**Document excerpt**
>>>

- No. of issues: 325 (ongoing)
- Page count: 128 pages
- Publisher: Sergio Bonelli Editore

Creative team
- Writers: Giancarlo Berardi; Lorenzo Calza; Maurizio Mantero
- Artist: Marco Soldi (cover artist, number 1-157); Cristiano Spadoni (cover artist, number 158-)
- Creator: Giancarlo Berardi

Original publication
- Date of publication: 1998
- Language: Italian

= Julia (comics) =

Italian comic book series

Julia - le avventure di una criminologa (Italian: Julia, adventures of a criminologist), known simply as Julia, is an Italian comic book series created by Giancarlo Berardi and edited by Sergio Bonelli Editore.

The protagonist, Julia Kendall, is a criminologist, and the stories are usually in the crime fiction genre.

== Creation ==

The comic series was created in 1998 by Berardi (already author of Ken Parker) and it was born of Sergio Bonelli Editore's wish for a purely detective series, as well as by request of Ken Parker's fans, after its end, for a new comic.

<<<

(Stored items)
>>>

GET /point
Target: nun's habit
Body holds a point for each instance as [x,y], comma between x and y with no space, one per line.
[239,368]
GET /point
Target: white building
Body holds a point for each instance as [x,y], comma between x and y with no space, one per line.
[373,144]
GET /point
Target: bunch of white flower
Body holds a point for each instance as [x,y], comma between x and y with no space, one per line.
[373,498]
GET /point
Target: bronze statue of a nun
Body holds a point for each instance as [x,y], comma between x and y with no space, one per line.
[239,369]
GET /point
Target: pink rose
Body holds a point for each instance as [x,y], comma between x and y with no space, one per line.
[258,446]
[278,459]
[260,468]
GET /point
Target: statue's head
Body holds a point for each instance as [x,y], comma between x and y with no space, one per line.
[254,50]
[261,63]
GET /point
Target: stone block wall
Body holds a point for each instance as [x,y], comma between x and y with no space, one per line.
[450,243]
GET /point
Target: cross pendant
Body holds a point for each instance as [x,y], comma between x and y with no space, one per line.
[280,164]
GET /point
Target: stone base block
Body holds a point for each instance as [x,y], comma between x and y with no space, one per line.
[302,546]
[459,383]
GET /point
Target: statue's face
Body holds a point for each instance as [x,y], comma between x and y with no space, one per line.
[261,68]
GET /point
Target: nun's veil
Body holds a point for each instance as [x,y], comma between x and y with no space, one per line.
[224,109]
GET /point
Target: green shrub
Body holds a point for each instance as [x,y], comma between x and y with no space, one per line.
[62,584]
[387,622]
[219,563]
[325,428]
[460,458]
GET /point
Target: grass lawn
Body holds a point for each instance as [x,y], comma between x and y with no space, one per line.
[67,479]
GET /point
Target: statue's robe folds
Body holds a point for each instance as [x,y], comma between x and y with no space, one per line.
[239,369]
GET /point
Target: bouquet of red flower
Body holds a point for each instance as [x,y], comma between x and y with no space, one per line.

<<<

**What to do**
a: List the writers credited in the Julia comics article.
b: According to the Julia comics article, what is the protagonist's name and profession?

**Answers to the tasks**
a: Giancarlo Berardi, Lorenzo Calza, Maurizio Mantero

b: Julia Kendall, a criminologist.